Directions for this task: Identify each line in the items below that contains the string "bear", and copy those lines.

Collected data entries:

•••••

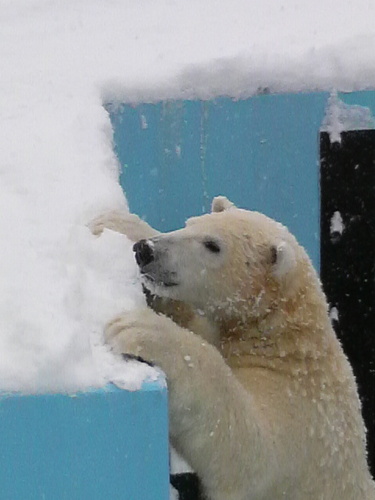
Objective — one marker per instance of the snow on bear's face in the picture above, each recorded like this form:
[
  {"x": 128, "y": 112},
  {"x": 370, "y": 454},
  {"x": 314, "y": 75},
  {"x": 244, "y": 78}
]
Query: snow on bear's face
[{"x": 233, "y": 261}]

•••••

Response below:
Objective — one marker per instance of the snow on bear's face in the picture above, each recorded like this form:
Query: snow on bear's face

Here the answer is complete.